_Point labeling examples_
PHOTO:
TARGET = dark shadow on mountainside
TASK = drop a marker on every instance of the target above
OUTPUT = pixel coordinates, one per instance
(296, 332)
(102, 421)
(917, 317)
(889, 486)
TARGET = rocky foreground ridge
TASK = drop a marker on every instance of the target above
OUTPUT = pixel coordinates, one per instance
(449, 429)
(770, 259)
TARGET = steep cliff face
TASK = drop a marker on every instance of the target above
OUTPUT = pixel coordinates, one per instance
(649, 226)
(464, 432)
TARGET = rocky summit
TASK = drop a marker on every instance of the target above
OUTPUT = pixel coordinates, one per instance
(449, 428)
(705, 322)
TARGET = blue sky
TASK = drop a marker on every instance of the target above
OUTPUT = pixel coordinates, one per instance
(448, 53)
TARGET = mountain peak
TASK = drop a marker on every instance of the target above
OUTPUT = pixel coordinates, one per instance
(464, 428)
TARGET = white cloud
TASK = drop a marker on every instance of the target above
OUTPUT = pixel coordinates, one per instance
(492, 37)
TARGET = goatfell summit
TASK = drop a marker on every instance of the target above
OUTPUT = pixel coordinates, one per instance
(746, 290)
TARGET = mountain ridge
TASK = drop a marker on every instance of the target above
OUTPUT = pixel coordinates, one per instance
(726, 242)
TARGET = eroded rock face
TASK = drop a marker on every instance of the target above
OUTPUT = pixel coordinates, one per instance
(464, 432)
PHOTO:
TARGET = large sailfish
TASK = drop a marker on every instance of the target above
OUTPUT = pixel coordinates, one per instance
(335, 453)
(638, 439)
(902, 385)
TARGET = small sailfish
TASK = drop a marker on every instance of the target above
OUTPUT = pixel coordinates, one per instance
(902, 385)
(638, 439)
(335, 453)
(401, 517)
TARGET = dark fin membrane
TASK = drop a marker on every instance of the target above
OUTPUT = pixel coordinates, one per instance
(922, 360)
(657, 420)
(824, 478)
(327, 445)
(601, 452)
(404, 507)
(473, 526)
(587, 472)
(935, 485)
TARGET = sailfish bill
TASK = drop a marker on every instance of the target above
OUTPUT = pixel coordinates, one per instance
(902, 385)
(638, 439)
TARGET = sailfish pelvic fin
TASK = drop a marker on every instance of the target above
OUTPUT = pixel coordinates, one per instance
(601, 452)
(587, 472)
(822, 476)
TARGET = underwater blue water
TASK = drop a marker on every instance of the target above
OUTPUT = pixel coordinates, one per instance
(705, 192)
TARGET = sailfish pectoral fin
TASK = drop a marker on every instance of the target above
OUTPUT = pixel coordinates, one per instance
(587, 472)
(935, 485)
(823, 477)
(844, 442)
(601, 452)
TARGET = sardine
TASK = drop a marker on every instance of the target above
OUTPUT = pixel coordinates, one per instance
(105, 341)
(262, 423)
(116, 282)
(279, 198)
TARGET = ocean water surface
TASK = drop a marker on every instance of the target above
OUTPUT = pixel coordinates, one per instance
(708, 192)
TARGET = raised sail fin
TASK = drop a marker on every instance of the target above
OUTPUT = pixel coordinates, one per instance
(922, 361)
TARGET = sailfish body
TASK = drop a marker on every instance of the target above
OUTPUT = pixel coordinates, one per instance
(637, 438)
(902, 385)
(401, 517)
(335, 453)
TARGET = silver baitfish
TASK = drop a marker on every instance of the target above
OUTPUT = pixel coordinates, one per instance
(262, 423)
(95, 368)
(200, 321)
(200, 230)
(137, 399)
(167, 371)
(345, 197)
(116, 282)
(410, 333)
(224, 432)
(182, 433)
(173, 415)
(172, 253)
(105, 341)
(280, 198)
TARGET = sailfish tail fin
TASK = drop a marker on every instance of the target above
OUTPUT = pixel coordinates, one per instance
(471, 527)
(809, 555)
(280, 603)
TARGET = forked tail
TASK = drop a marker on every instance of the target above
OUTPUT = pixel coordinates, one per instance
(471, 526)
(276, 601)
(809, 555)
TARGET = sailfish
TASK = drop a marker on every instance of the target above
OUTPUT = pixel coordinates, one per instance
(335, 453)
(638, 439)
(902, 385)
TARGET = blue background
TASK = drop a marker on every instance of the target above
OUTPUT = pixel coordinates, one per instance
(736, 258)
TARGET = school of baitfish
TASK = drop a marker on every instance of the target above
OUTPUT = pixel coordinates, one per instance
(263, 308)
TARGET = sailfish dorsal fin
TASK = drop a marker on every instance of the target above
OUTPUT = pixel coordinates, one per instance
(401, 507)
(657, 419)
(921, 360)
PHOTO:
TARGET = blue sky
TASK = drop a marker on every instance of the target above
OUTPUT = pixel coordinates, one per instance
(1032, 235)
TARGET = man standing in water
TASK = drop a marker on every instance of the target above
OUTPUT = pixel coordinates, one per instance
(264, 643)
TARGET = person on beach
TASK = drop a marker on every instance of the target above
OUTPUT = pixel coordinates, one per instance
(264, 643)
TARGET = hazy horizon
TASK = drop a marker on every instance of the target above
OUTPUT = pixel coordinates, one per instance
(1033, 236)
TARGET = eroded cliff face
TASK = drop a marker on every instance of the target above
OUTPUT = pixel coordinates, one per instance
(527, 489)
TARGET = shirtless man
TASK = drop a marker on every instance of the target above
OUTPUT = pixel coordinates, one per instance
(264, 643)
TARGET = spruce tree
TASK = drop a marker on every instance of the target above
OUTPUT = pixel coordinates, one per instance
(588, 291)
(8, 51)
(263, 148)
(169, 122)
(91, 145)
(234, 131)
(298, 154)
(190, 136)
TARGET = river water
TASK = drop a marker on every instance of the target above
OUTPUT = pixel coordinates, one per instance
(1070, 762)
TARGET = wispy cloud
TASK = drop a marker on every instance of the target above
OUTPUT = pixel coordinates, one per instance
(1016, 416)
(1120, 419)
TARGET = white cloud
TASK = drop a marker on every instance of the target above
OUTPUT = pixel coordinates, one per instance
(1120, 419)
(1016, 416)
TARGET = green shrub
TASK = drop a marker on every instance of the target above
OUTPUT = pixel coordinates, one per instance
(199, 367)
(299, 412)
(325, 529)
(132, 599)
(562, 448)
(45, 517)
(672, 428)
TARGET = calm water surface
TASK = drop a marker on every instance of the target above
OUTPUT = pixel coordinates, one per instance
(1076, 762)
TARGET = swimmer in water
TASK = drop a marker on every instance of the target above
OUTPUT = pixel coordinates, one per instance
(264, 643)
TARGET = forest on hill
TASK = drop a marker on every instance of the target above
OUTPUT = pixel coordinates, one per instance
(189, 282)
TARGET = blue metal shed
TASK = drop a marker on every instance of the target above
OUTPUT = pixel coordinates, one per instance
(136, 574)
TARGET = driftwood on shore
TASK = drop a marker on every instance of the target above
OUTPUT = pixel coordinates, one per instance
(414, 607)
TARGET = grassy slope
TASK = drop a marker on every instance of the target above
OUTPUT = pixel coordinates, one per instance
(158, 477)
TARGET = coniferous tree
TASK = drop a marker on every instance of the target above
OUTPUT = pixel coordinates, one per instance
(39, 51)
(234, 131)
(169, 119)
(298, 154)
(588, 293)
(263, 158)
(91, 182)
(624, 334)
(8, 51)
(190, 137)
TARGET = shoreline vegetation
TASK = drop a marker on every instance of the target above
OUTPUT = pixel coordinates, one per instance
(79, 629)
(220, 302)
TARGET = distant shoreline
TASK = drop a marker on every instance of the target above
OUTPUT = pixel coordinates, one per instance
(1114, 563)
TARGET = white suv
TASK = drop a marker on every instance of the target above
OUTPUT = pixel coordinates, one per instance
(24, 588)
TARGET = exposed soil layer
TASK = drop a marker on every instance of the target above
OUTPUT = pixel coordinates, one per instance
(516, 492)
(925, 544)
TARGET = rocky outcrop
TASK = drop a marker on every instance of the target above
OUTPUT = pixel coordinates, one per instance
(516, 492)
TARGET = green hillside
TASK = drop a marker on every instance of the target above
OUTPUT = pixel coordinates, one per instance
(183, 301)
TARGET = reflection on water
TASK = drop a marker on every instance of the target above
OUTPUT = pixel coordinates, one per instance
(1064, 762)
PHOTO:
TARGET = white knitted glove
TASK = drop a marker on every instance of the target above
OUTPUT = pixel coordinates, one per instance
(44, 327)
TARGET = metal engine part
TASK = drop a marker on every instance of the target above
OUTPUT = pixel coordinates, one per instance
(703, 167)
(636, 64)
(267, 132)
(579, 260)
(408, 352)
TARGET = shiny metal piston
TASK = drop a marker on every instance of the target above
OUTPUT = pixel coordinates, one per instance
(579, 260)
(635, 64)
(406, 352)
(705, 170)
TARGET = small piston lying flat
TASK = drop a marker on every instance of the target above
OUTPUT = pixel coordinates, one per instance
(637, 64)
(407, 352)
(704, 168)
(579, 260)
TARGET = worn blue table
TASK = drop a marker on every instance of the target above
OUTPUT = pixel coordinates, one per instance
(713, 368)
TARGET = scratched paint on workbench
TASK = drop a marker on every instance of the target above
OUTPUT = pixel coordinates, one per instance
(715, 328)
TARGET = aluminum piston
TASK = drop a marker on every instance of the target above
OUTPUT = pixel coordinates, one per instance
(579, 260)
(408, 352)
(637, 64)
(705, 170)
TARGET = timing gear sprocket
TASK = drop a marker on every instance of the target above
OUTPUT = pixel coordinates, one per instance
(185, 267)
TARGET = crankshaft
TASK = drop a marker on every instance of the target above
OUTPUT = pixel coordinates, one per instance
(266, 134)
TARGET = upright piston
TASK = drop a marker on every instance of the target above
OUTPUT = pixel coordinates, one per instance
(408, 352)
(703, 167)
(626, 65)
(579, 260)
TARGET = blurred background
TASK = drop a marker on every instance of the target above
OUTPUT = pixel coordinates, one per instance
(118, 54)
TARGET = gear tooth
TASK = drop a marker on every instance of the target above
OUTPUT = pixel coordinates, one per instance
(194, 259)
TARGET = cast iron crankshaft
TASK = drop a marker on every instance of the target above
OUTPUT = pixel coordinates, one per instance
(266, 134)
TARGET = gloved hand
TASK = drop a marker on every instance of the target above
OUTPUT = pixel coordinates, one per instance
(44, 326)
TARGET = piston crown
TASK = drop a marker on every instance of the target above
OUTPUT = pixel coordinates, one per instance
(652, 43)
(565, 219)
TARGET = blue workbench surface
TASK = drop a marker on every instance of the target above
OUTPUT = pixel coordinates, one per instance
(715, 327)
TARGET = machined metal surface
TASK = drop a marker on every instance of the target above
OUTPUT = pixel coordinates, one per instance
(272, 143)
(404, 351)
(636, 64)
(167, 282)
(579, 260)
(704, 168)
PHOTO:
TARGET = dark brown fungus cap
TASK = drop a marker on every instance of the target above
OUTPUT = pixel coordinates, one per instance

_The problem_
Rewrite the items from the line containing "TARGET = blue workbench surface" through the end, inclusive, and swap "marker" for "dot" while leaving everything else unchanged.

_Completed task_
TARGET = blue workbench surface
TASK = drop a dot on every instance of the target above
OUTPUT = pixel coordinates, one per instance
(715, 327)
TARGET = machined metal surface
TASK = drop a dot on every instance of the target above
OUTPUT = pixel coordinates, one per instance
(272, 143)
(404, 351)
(636, 64)
(167, 282)
(579, 260)
(704, 168)
PHOTO:
TARGET = dark brown fungus cap
TASK = drop a dot on every instance of the target above
OUTPUT = pixel coordinates, one per instance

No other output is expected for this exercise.